_Task to carry out_
The lines wanted are those from the one containing "the chair leg" to the last line of the entries below; output them exactly, leaving out pictures.

Photo-based referring expression data
>>>>

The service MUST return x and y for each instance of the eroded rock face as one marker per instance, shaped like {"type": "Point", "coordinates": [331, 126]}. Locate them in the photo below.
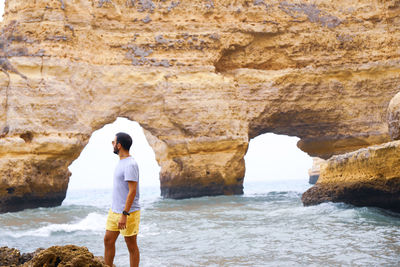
{"type": "Point", "coordinates": [314, 172]}
{"type": "Point", "coordinates": [68, 255]}
{"type": "Point", "coordinates": [201, 77]}
{"type": "Point", "coordinates": [366, 177]}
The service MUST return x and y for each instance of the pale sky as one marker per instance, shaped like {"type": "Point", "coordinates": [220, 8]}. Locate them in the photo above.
{"type": "Point", "coordinates": [269, 157]}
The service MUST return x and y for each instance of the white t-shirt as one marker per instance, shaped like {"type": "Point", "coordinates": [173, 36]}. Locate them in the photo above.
{"type": "Point", "coordinates": [126, 170]}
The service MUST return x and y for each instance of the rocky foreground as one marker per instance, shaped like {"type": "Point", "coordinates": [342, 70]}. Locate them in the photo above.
{"type": "Point", "coordinates": [69, 255]}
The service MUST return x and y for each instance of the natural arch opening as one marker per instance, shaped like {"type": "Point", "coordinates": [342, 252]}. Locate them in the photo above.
{"type": "Point", "coordinates": [95, 165]}
{"type": "Point", "coordinates": [272, 157]}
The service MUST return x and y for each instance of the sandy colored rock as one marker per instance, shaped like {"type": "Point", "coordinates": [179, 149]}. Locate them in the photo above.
{"type": "Point", "coordinates": [366, 177]}
{"type": "Point", "coordinates": [10, 257]}
{"type": "Point", "coordinates": [68, 255]}
{"type": "Point", "coordinates": [394, 117]}
{"type": "Point", "coordinates": [201, 77]}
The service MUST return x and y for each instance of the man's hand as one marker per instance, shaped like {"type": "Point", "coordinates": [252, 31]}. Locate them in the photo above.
{"type": "Point", "coordinates": [122, 222]}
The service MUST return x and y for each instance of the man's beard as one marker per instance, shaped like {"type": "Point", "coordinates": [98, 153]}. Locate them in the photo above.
{"type": "Point", "coordinates": [116, 150]}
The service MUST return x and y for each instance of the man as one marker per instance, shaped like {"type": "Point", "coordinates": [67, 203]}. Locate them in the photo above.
{"type": "Point", "coordinates": [123, 217]}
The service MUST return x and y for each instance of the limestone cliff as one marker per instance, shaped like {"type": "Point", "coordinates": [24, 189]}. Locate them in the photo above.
{"type": "Point", "coordinates": [366, 177]}
{"type": "Point", "coordinates": [201, 77]}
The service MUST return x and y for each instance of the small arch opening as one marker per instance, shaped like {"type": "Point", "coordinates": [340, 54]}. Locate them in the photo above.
{"type": "Point", "coordinates": [2, 6]}
{"type": "Point", "coordinates": [276, 158]}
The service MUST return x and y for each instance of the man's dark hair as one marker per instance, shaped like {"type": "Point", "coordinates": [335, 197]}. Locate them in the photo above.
{"type": "Point", "coordinates": [125, 140]}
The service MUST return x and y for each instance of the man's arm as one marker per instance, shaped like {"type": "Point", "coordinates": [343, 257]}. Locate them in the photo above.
{"type": "Point", "coordinates": [128, 203]}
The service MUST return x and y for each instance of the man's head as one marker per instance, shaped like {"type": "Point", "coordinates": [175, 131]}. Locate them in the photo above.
{"type": "Point", "coordinates": [122, 141]}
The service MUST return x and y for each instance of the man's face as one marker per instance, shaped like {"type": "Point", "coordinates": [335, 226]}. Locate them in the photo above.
{"type": "Point", "coordinates": [115, 145]}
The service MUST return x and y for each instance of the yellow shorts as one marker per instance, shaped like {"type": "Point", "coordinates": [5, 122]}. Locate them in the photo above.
{"type": "Point", "coordinates": [132, 223]}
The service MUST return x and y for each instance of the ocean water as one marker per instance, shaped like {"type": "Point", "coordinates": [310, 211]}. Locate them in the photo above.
{"type": "Point", "coordinates": [267, 226]}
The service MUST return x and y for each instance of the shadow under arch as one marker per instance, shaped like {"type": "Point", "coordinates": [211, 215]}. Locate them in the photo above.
{"type": "Point", "coordinates": [95, 165]}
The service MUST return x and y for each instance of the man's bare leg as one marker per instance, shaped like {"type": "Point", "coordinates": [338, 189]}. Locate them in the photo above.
{"type": "Point", "coordinates": [134, 255]}
{"type": "Point", "coordinates": [109, 246]}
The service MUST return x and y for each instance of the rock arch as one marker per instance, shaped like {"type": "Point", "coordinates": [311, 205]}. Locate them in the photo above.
{"type": "Point", "coordinates": [200, 78]}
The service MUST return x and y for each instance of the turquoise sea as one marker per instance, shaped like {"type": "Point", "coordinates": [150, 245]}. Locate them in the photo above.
{"type": "Point", "coordinates": [267, 226]}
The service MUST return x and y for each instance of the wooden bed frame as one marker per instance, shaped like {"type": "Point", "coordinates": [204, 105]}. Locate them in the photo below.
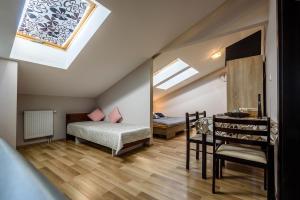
{"type": "Point", "coordinates": [168, 131]}
{"type": "Point", "coordinates": [80, 117]}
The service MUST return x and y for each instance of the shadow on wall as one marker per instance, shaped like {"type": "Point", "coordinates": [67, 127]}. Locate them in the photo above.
{"type": "Point", "coordinates": [208, 93]}
{"type": "Point", "coordinates": [132, 95]}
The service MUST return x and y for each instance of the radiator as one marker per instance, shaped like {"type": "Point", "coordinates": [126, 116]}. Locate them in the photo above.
{"type": "Point", "coordinates": [38, 124]}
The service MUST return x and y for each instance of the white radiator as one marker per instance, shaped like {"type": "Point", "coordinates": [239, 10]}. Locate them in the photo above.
{"type": "Point", "coordinates": [38, 124]}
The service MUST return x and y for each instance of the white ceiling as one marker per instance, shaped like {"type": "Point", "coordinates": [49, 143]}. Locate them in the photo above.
{"type": "Point", "coordinates": [10, 12]}
{"type": "Point", "coordinates": [198, 56]}
{"type": "Point", "coordinates": [134, 31]}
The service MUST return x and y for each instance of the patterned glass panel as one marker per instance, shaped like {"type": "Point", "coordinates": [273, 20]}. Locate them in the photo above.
{"type": "Point", "coordinates": [54, 22]}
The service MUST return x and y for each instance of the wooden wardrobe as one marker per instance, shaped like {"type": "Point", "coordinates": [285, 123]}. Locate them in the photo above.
{"type": "Point", "coordinates": [245, 80]}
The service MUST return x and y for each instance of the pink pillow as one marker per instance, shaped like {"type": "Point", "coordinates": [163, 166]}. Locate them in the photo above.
{"type": "Point", "coordinates": [115, 115]}
{"type": "Point", "coordinates": [96, 115]}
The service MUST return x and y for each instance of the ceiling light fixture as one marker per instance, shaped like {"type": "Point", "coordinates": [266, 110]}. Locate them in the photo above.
{"type": "Point", "coordinates": [169, 70]}
{"type": "Point", "coordinates": [178, 78]}
{"type": "Point", "coordinates": [216, 55]}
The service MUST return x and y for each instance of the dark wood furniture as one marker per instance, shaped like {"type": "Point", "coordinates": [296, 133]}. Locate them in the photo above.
{"type": "Point", "coordinates": [248, 151]}
{"type": "Point", "coordinates": [198, 139]}
{"type": "Point", "coordinates": [168, 131]}
{"type": "Point", "coordinates": [80, 117]}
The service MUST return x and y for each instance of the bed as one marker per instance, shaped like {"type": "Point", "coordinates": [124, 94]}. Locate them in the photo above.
{"type": "Point", "coordinates": [119, 137]}
{"type": "Point", "coordinates": [168, 126]}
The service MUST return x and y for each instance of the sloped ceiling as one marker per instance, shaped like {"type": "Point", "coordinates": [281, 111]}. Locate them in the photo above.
{"type": "Point", "coordinates": [10, 13]}
{"type": "Point", "coordinates": [134, 31]}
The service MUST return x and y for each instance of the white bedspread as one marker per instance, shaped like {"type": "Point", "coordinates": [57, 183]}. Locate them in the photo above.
{"type": "Point", "coordinates": [112, 135]}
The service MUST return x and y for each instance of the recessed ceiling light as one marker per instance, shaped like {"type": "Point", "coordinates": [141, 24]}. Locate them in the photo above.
{"type": "Point", "coordinates": [216, 55]}
{"type": "Point", "coordinates": [178, 78]}
{"type": "Point", "coordinates": [169, 70]}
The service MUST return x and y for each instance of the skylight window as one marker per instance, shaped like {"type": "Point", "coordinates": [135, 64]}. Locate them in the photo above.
{"type": "Point", "coordinates": [54, 22]}
{"type": "Point", "coordinates": [178, 78]}
{"type": "Point", "coordinates": [53, 32]}
{"type": "Point", "coordinates": [168, 71]}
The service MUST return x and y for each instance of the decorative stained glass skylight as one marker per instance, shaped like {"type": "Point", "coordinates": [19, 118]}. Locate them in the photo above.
{"type": "Point", "coordinates": [54, 22]}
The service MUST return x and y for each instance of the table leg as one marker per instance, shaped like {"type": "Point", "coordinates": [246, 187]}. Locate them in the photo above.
{"type": "Point", "coordinates": [204, 156]}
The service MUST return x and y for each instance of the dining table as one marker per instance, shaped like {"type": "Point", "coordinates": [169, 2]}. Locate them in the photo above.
{"type": "Point", "coordinates": [204, 126]}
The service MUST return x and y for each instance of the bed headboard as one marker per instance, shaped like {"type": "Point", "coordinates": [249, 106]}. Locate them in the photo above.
{"type": "Point", "coordinates": [77, 117]}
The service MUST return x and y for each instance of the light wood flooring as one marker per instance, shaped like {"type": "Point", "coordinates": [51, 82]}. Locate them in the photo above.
{"type": "Point", "coordinates": [157, 172]}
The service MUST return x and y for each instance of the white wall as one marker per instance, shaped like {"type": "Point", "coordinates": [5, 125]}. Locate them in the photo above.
{"type": "Point", "coordinates": [208, 93]}
{"type": "Point", "coordinates": [272, 62]}
{"type": "Point", "coordinates": [61, 105]}
{"type": "Point", "coordinates": [8, 100]}
{"type": "Point", "coordinates": [132, 95]}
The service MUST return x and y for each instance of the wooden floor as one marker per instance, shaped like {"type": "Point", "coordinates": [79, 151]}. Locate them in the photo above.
{"type": "Point", "coordinates": [157, 172]}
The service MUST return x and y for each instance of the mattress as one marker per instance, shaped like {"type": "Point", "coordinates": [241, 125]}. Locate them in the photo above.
{"type": "Point", "coordinates": [169, 121]}
{"type": "Point", "coordinates": [112, 135]}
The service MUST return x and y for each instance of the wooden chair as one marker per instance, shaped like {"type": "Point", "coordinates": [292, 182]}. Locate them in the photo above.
{"type": "Point", "coordinates": [249, 151]}
{"type": "Point", "coordinates": [197, 139]}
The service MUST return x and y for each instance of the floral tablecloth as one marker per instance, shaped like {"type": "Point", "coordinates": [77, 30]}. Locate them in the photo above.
{"type": "Point", "coordinates": [205, 126]}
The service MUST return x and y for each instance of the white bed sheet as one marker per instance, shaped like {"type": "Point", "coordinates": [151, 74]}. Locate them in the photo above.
{"type": "Point", "coordinates": [112, 135]}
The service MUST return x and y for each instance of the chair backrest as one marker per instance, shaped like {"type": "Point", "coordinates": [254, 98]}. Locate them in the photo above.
{"type": "Point", "coordinates": [190, 118]}
{"type": "Point", "coordinates": [228, 129]}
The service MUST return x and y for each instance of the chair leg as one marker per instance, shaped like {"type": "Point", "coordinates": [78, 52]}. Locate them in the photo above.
{"type": "Point", "coordinates": [214, 177]}
{"type": "Point", "coordinates": [223, 163]}
{"type": "Point", "coordinates": [187, 155]}
{"type": "Point", "coordinates": [265, 178]}
{"type": "Point", "coordinates": [197, 151]}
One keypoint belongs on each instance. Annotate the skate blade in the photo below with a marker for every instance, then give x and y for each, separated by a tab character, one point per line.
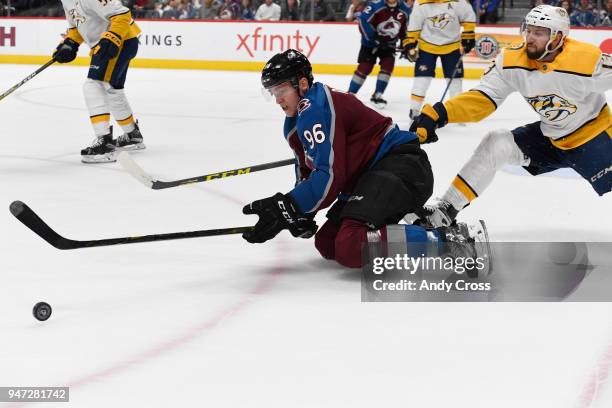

<<<<

_Reply_
The service MUST return x and y for each instance of the chair leg as one marker per instance, shaped like {"type": "Point", "coordinates": [78, 52]}. Locate them in the photo above.
{"type": "Point", "coordinates": [214, 177]}
{"type": "Point", "coordinates": [223, 163]}
{"type": "Point", "coordinates": [187, 155]}
{"type": "Point", "coordinates": [265, 178]}
{"type": "Point", "coordinates": [197, 151]}
One keypoint belongs on each instance. Annotate the skate blade in the photo below with a marker for every instance, then give x and y for each, separated by a tab character, one point per line.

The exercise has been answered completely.